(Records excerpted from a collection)
------------------------------------------------

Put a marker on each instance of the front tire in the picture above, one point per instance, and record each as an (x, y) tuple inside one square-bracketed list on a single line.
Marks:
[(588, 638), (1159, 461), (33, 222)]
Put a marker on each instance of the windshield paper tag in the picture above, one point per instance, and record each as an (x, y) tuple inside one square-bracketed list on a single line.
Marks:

------------------------------------------------

• [What the task asks] Could you convert the records, from the line with "Put a marker on each instance of the windshield" up to and including the last line of the records, into a numbered list with any blank lines left out?

• [Task solution]
1. Put a marker on each instance of the windshield paper tag in the picture above, one point per instance, and record each as an (x, y) tuple inside one square-bracketed list on a single line.
2. Marks:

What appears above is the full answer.